## Texto fornecido
AG A situação em Cabo Delgado é extremamente preocupante. Portugal deve reforçar a sua ação junto da diplomacia e do governo moçambicano no sentido de, no quadro das Nações Unidas e da CPLP, assegurar a defesa da integridade territorial de Moçambique, bem como a defesa e segurança das suas populações. Não se podendo esquecer que também há cidadãos portugueses entre as vítimas.
PTP O partido com o qual construiu o seu percurso político não se uniu no apoio à sua candidatura presidencial. Como avalia essa posição? Traz-lhe motivação adicional para trabalhar no seu programa para o exercício da presidência da República?
AG Sou uma cidadã no pleno uso de direitos e concorro para afirmar e aprofundar esses direitos. Como expliquei em 10 de Setembro quando me apresentei como candidata, entendi não dever desertar do combate democrático das presidenciais. A Presidência da República é um órgão-chave no nosso quadro democrático. É por isso que em Portugal, desde o 25 de Abril, as eleições para Presidente da República passaram a ser feitas por sufrágio direto e universal. O povo português é sábio e soberano, e como tal decidirá.
PTP Como vê a evolução, um pouco por todo o lado, mas particularmente em alguns países europeus e no caso da Polónia e Hungria, até no governo, de movimentos populista ligados à extrema-direita? Perspetiva uma evolução semelhante em Portugal?
AG Os casos da Hungria e da Polónia resultam de taticismos desses países no quadro da negociação com a UE. Há que perceber que são países que saíram de regimes totalitários há cerca de três décadas apenas e que a devoção à democracia não é ainda vista da mesma forma em todo o espaço europeu. Há que reforçar a Liberdade como primado, e isso leva tempo. Essa luta tem de continuar a fazer-se no respeito pelos direitos, pela transparência e pela inclusão.
PTP Tem sido uma denunciante acérrima de casos de corrupção. É um problema endémico do país? Como tenciona actuar para o dissipar?
AG A corrupção é uma doença da Democracia, a verdadeira cauda dos populismos. Caberá à Presidente da República dar o exemplo, e ser rigorosa na exigência de transparência da vida pública e dos negócios do Estado. A frouxidão no combate à corrupção fortalece os populismos, enfraquece o Estado e a República. Há que dispor de leis rigorosas e ser exigente também com os reguladores, com todos os atores da vida pública, incluindo as autoridades judiciárias e o sistema de justiça.

## Problemas a resolver
**1)** Edite o trecho da entrevista que começa em "PTP O partido" e segue até "como tal decidirá.", substituindo "órgão-chave" por "pilar central".
**2)** Segundo a entrevista, desde quando as eleições para Presidente da República em Portugal são feitas por sufrágio direto e universal?
Os registos não têm qualquer relação com a entrevista.

## Registos extraídos
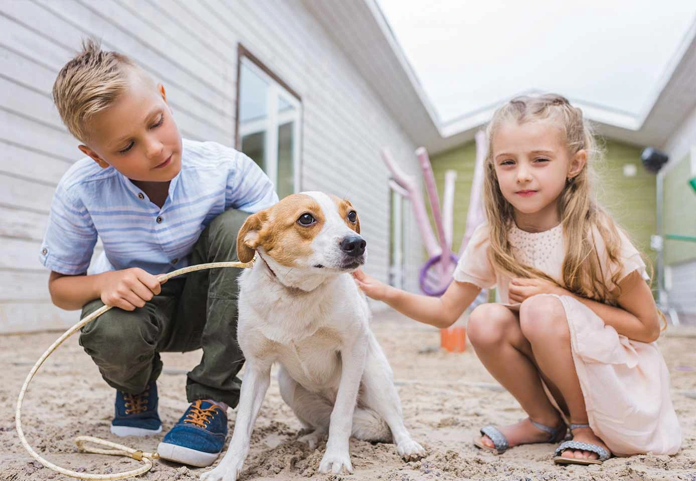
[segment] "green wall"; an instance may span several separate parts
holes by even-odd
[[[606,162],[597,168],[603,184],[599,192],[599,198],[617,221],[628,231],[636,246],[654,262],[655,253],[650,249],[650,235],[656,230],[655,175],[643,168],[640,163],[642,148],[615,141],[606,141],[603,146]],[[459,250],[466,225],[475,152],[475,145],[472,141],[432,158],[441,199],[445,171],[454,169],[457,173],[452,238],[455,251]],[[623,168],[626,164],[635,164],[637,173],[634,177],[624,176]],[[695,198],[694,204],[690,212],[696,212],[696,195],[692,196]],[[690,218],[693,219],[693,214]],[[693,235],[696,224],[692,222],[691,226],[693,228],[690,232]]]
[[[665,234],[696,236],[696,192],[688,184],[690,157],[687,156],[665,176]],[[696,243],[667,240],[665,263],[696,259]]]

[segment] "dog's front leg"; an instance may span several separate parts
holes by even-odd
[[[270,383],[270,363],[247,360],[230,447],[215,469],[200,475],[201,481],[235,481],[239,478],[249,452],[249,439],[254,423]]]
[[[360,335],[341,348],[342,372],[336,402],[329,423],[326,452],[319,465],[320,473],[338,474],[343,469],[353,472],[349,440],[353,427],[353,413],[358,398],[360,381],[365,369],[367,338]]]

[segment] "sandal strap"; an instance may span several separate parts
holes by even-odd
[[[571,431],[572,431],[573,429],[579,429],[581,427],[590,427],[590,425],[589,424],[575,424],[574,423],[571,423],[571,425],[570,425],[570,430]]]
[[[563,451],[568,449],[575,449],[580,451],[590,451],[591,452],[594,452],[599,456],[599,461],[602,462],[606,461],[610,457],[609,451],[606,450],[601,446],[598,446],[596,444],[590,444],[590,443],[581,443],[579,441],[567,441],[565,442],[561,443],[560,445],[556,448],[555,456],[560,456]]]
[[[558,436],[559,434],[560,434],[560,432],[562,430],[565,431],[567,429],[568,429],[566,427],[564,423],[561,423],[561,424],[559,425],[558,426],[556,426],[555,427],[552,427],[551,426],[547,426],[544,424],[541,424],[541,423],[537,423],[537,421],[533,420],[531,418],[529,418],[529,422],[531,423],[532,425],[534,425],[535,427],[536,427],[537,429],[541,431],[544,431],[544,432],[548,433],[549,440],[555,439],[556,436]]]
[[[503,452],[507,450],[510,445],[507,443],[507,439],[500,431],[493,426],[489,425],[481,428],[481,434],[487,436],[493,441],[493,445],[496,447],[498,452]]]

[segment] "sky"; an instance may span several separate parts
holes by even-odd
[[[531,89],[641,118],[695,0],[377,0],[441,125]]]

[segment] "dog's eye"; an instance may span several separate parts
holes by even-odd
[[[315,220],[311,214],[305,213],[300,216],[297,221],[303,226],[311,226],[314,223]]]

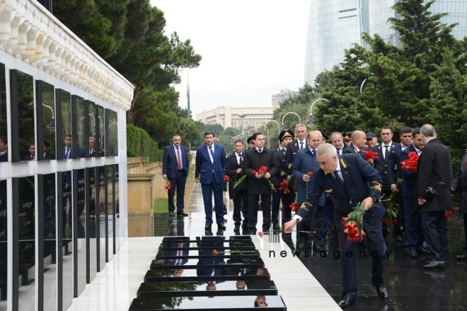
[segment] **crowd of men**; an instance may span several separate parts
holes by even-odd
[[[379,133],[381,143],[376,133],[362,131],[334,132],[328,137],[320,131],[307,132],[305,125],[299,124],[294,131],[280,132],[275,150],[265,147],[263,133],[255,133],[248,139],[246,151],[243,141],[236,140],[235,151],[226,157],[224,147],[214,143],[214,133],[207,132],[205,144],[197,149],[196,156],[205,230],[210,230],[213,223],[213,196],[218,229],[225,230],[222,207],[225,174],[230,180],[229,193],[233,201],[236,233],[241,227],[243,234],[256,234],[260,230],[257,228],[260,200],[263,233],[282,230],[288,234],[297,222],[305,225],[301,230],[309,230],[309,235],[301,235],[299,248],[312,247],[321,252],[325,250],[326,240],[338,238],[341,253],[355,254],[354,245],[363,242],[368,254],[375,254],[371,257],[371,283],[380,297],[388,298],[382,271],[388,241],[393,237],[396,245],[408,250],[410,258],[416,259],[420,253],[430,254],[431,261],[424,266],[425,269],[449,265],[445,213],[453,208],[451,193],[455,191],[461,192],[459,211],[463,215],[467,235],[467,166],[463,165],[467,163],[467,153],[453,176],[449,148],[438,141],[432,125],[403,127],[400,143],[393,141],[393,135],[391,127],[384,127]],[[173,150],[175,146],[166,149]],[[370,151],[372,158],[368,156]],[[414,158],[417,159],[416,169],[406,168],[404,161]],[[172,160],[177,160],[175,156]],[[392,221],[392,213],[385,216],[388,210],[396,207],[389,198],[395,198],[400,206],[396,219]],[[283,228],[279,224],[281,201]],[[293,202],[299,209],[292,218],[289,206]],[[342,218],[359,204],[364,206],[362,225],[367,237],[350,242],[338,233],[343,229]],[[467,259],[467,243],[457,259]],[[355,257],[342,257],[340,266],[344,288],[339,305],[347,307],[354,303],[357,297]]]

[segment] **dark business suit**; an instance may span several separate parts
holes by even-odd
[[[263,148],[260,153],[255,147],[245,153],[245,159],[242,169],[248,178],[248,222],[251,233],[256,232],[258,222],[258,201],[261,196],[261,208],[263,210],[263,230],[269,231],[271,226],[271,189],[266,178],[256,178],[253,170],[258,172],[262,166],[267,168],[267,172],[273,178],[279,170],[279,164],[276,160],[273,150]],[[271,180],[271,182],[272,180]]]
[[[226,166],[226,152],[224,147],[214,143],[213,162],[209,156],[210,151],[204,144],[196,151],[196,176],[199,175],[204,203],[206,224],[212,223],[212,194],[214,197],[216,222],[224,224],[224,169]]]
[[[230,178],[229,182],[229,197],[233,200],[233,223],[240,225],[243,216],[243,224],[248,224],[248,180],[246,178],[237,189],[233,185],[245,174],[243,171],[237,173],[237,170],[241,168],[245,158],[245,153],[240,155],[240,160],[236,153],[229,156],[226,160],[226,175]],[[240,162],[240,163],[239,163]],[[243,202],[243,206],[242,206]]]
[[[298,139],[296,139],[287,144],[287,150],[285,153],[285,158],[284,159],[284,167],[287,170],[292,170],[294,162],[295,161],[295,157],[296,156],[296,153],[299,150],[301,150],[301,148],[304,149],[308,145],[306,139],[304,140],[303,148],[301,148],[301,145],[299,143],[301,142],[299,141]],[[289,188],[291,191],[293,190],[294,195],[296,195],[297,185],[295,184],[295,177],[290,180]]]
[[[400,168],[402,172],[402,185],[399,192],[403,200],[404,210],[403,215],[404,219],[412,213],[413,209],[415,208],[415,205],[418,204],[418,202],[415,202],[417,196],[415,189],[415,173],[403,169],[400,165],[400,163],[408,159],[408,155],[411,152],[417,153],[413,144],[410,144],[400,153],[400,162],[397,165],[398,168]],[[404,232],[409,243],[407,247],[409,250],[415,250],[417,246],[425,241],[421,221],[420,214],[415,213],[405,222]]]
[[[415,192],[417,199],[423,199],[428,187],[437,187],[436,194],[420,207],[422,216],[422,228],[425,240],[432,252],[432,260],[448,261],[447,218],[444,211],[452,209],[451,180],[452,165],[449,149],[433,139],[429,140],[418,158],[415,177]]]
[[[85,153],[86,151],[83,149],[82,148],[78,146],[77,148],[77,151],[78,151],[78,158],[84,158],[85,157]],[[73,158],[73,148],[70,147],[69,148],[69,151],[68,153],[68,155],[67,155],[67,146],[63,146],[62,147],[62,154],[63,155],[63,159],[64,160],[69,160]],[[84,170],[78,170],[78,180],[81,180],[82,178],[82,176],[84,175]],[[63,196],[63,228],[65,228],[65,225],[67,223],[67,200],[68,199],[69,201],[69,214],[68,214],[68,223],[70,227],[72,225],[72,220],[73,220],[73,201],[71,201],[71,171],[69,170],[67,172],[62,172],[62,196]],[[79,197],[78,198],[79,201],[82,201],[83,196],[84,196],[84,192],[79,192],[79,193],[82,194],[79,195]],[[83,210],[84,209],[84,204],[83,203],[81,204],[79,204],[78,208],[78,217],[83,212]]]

## Respostas numeradas
**1)**
PTP O partido com o qual construiu o seu percurso político não se uniu no apoio à sua candidatura presidencial. Como avalia essa posição? Traz-lhe motivação adicional para trabalhar no seu programa para o exercício da presidência da República?
AG Sou uma cidadã no pleno uso de direitos e concorro para afirmar e aprofundar esses direitos. Como expliquei em 10 de Setembro quando me apresentei como candidata, entendi não dever desertar do combate democrático das presidenciais. A Presidência da República é um pilar central no nosso quadro democrático. É por isso que em Portugal, desde o 25 de Abril, as eleições para Presidente da República passaram a ser feitas por sufrágio direto e universal. O povo português é sábio e soberano, e como tal decidirá.

**2)** Desde o 25 de Abril.